**Texte source:**
Vincent
Genre: Animation
Année: 1982
Pays d'origine: Etats-Unis
Réalisateur: Tim Burton
Casting:
Avec la voix de Vincent Price.
 

Première oeuvre de Tim Burton. Nous sommes en 1982 et le bonhomme, alors employé par Disney, souhaitait passer à la réalisation. Disney, intéressé par voir ce que pourrait donner l'animation autre que sous forme de dessins animés, autorisa Burton à faire ce court-métrage. Durée : 6 minutes.
Première chose qui frappe : Burton n'a pas la mentalité Disney. Son court-métrage, même si retraçant l'histoire d'un enfant, est tout sauf joyeux et consensuel. Et bien plus profond que n'importe quel produit pour gosse. Burton nous fait en effet le récit de Vincent, un petit garçon différent, fan d'horreur, qui vit dans son monde macabre, entre les films de Vincent Price et les écrits d'Edgar Poe. Il occupe son temps libre en conséquence, et malgré la désapprobation de sa mère.
Nous sommes clairement ici en face d'un film d'auteur, d'une autobiographie. Vincent n'est nul autre que Tim Burton enfant. Un Tim Burton que l'on sait aussi grand fan de Vincent Price et d'horreur gothique, non dépourvu d'un humour naïf, enfantin, sans pour autant verser dans la débilité. Une grande subtilité marque en effet l’œuvre de Burton. Et pas uniquement Vincent, mais aussi toute sa carrière. Une fascination pour le gothique qui ne tombe pas dans l'excès de noirceur. Une poésie constante qui ne verse pas dans la niaiserie. Un côté enfantin qui ne verse pas dans la débilité. Un équilibre permanent qui font que Burton est un cinéaste à part, qui ne tombe jamais dans l'excès ou la facilité. Il se permet même d'inclure à ses oeuvres une charge sociale, souvent encore une fois en finesse, mais bel et bien présente. Bref, il refuse d'être assimilé à une émulation de Disney.

 

 

Pour en revenir à Vincent, et bien tout d'abord l'aspect principal de son autobiographie tient dans l'hommage vibrant et non dépourvu d'autodérision rendu à sa jeunesse. La voix off, la seule que l'on entend du métrage, est celle de Vincent Price, l'idole que Burton put enfin rencontrer pour les besoins de son film. Une voix sépulcrale, totalement en adéquation avec l'esthétique sombre et expressionniste des images.
Plus qu'une réelle vision du monde, il s'agit avant tout d'une perception. Celle du jeune Vincent (donc de l'enfant Tim Burton). Une vision déformée selon l'influence qu'exerce le genre fantastique sur lui. Son monde se résume uniquement à ce style gothique et surnaturel. La réalité n'a pas d'emprise sur lui.

**Données fournies:**

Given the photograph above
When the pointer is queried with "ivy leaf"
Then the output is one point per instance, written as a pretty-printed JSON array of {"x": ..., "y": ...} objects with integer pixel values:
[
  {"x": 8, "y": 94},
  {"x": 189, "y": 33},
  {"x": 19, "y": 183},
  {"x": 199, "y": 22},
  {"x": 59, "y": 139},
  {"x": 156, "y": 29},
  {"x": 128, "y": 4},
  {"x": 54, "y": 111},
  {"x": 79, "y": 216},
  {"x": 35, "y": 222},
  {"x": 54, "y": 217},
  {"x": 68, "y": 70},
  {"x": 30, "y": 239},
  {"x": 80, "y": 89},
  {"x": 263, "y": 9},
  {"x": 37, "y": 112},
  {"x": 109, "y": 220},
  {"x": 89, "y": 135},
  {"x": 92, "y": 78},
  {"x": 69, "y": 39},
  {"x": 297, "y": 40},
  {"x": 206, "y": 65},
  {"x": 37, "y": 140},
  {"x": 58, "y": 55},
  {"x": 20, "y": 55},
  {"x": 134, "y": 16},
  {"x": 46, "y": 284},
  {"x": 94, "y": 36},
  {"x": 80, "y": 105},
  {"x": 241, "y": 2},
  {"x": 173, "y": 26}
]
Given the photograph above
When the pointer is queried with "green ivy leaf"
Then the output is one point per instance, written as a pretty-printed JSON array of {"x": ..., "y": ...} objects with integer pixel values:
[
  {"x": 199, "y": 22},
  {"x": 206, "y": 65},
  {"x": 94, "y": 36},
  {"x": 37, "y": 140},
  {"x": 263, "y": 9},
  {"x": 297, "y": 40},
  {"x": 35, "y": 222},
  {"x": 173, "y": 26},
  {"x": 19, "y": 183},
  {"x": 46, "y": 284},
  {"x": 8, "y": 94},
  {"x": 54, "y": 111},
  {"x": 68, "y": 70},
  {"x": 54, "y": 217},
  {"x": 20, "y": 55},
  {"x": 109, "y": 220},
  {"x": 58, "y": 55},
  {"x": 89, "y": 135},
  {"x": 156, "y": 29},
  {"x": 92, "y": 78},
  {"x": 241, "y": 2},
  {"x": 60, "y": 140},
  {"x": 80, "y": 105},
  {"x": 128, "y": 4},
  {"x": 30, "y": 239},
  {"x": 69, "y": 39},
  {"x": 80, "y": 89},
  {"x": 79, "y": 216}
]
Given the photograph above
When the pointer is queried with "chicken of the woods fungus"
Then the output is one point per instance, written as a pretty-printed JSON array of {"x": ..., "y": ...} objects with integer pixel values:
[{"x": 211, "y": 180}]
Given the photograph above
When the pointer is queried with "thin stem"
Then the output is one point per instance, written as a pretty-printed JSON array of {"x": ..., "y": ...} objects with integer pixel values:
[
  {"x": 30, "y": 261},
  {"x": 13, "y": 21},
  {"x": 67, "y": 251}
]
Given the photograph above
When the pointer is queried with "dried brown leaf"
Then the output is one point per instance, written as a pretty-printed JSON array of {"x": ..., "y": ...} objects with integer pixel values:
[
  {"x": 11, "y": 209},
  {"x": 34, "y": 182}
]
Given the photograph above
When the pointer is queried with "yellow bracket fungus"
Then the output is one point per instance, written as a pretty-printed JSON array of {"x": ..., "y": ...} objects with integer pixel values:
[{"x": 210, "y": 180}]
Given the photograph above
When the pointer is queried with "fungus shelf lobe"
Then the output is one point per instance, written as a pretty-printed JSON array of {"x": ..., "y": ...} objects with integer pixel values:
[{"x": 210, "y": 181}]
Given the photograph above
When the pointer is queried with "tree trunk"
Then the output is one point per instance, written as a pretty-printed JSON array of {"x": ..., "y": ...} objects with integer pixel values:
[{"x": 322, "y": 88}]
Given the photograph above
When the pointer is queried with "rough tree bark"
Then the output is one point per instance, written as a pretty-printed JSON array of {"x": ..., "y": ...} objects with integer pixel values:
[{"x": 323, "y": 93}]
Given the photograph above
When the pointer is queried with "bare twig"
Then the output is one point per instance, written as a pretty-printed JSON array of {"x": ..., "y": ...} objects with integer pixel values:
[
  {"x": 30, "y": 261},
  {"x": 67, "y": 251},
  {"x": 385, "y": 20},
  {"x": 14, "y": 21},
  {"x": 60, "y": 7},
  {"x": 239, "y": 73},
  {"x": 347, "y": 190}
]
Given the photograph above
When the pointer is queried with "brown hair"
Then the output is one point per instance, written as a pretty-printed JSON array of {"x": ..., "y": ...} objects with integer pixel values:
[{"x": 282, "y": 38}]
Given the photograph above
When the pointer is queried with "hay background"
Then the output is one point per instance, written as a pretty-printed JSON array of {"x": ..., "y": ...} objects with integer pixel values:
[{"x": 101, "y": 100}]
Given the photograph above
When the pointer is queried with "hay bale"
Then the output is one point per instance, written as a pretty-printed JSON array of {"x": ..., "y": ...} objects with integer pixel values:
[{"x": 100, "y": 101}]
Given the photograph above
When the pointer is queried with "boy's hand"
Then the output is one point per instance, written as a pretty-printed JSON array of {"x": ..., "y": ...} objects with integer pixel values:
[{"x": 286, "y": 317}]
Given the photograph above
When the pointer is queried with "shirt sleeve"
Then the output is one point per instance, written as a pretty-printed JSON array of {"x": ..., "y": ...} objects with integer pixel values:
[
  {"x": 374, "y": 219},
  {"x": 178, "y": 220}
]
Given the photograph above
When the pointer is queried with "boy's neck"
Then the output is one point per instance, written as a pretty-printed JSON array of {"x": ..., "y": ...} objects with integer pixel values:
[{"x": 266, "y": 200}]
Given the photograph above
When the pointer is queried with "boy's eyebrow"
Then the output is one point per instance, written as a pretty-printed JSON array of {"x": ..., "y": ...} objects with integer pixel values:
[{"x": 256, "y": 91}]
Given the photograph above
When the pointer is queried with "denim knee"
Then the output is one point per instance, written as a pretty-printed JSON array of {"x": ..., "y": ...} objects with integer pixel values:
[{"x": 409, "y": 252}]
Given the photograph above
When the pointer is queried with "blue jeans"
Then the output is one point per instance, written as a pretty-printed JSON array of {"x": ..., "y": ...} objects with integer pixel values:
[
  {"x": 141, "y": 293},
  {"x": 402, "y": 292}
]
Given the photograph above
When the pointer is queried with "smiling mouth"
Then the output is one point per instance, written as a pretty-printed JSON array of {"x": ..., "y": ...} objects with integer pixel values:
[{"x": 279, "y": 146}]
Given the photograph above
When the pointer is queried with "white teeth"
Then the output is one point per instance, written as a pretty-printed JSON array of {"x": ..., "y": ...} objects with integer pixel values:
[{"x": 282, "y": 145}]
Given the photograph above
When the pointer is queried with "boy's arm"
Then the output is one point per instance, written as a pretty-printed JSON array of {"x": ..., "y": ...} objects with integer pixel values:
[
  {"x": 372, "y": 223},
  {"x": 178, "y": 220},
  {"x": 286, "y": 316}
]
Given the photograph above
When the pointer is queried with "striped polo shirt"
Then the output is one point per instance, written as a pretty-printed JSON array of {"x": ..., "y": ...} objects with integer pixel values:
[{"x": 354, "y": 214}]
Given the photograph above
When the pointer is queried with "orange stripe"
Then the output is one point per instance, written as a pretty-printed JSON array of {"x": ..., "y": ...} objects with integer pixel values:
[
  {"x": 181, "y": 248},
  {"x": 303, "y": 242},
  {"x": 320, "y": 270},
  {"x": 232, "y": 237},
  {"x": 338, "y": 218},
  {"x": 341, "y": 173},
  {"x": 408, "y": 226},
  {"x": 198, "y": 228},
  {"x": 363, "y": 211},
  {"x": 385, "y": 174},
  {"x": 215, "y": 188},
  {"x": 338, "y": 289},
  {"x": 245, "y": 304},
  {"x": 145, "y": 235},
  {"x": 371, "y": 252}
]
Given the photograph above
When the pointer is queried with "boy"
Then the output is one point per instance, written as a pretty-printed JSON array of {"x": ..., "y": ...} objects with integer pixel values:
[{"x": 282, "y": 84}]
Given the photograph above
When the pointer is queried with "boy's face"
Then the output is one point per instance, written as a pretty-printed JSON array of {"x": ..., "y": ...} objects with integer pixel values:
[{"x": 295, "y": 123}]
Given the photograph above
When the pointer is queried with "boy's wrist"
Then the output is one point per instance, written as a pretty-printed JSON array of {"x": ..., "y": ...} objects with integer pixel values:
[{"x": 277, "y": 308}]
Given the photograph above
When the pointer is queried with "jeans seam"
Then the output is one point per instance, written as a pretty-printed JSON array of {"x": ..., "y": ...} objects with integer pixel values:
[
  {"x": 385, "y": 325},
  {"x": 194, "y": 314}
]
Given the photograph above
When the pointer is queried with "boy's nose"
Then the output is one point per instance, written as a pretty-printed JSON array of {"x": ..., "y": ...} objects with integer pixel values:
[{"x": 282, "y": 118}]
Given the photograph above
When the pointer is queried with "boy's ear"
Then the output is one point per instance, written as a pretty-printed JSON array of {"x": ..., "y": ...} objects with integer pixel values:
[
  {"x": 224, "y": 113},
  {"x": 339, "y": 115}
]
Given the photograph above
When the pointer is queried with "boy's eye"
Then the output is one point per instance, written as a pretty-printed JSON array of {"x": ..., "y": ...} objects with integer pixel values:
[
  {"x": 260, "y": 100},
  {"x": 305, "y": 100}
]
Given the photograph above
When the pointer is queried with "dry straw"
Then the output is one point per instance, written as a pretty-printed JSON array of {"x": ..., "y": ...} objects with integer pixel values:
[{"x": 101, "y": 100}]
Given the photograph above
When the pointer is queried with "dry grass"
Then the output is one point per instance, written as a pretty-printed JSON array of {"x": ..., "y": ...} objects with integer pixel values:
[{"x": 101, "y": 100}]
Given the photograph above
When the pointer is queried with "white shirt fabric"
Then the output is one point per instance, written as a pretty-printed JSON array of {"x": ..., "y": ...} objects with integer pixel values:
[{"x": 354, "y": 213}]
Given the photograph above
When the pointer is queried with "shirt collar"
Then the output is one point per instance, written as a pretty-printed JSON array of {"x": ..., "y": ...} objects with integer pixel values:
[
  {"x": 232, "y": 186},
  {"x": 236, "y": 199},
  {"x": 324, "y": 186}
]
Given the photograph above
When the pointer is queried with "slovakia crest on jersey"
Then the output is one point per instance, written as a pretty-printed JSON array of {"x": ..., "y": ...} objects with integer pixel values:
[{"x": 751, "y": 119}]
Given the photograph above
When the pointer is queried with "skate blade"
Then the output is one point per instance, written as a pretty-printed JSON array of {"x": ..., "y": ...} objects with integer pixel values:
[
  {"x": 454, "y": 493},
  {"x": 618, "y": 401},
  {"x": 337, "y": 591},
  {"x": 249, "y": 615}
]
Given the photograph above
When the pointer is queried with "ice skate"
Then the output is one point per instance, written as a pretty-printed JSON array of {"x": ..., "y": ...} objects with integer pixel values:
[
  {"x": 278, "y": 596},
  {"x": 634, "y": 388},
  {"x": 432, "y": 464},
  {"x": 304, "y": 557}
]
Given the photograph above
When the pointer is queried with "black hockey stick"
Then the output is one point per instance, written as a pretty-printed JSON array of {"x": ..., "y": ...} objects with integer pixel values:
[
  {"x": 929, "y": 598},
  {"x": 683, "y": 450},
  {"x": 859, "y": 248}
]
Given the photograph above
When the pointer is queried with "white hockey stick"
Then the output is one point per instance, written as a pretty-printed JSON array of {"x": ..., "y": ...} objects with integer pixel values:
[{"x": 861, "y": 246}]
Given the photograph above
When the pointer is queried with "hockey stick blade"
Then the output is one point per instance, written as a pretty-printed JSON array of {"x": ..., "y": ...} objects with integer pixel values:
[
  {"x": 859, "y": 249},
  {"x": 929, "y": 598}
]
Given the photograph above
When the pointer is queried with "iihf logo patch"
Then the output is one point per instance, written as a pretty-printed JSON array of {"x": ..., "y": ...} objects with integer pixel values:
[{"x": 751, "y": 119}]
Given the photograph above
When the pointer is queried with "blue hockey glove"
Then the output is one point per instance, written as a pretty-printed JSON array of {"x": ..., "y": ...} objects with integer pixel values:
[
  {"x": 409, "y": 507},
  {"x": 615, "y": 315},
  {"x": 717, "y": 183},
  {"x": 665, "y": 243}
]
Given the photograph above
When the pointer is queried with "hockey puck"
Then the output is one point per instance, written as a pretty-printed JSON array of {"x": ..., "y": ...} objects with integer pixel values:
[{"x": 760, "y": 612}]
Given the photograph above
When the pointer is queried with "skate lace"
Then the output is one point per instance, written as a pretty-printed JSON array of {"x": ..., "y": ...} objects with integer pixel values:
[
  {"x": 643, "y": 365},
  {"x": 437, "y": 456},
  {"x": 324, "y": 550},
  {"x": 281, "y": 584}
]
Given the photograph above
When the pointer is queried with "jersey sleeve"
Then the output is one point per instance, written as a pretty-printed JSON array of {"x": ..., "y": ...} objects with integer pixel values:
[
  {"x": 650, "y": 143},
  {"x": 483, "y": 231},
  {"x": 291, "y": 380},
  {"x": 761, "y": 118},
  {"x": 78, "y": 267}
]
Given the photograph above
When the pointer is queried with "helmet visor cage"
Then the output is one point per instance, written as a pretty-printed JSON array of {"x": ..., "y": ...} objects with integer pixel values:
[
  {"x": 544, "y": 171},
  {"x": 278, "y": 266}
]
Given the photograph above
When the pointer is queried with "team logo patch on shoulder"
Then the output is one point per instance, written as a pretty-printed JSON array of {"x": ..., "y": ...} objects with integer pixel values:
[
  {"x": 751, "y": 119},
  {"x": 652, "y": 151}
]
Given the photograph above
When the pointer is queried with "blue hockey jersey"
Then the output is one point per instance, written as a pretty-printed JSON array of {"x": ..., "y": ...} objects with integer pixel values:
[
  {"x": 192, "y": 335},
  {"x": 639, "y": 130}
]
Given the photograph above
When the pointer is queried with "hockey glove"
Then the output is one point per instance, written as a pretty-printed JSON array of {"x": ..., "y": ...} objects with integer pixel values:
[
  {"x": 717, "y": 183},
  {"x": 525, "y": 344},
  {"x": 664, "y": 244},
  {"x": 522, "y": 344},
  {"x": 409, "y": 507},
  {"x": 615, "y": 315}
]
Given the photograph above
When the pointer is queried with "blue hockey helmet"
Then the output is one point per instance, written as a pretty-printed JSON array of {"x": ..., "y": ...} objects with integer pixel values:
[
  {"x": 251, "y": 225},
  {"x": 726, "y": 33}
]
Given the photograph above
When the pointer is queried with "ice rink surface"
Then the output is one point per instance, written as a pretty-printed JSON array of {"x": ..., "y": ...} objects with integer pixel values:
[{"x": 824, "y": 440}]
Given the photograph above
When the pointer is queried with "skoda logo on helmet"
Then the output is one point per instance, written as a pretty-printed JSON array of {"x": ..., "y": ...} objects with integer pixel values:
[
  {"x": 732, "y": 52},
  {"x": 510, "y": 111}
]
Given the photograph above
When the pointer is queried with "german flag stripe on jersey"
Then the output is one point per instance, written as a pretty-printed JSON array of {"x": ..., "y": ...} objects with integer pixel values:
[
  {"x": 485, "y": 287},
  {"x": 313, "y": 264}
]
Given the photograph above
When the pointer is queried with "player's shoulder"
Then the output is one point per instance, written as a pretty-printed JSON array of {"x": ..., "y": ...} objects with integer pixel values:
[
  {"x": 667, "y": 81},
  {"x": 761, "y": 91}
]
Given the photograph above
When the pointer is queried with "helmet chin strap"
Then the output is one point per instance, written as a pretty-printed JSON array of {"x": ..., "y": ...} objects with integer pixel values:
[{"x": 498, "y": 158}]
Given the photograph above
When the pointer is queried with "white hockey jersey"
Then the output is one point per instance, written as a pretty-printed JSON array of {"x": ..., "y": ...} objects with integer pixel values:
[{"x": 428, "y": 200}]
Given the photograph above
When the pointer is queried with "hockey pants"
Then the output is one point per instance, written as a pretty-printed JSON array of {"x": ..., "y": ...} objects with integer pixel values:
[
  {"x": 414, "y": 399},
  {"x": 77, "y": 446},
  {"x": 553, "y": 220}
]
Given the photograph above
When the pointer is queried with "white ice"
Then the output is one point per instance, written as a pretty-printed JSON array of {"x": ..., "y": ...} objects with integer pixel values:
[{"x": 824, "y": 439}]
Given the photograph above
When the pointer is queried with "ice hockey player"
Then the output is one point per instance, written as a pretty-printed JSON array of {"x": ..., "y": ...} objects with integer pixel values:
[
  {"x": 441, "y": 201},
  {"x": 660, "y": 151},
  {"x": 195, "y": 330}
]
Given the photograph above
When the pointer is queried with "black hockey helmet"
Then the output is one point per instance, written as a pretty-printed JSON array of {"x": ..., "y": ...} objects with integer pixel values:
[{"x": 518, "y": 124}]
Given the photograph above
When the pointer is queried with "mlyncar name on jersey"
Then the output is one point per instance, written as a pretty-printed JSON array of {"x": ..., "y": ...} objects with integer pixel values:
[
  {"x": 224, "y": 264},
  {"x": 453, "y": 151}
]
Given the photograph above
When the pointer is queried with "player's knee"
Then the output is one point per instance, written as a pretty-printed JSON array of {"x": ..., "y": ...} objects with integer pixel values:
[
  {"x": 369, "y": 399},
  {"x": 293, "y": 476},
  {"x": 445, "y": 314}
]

**Objectif A:**
Recopiez fidèlement le passage de la critique du court-métrage Vincent allant de "Première oeuvre de" à "de sa mère.".
**Objectif B:**
D'après la critique du court-métrage Vincent, à qui appartient la seule voix que l'on entend dans le film ?
Les enregistrements n'interviennent en rien ici.

**Réponse A:**
Première oeuvre de Tim Burton. Nous sommes en 1982 et le bonhomme, alors employé par Disney, souhaitait passer à la réalisation. Disney, intéressé par voir ce que pourrait donner l'animation autre que sous forme de dessins animés, autorisa Burton à faire ce court-métrage. Durée : 6 minutes.
Première chose qui frappe : Burton n'a pas la mentalité Disney. Son court-métrage, même si retraçant l'histoire d'un enfant, est tout sauf joyeux et consensuel. Et bien plus profond que n'importe quel produit pour gosse. Burton nous fait en effet le récit de Vincent, un petit garçon différent, fan d'horreur, qui vit dans son monde macabre, entre les films de Vincent Price et les écrits d'Edgar Poe. Il occupe son temps libre en conséquence, et malgré la désapprobation de sa mère.

**Réponse B:**
À Vincent Price.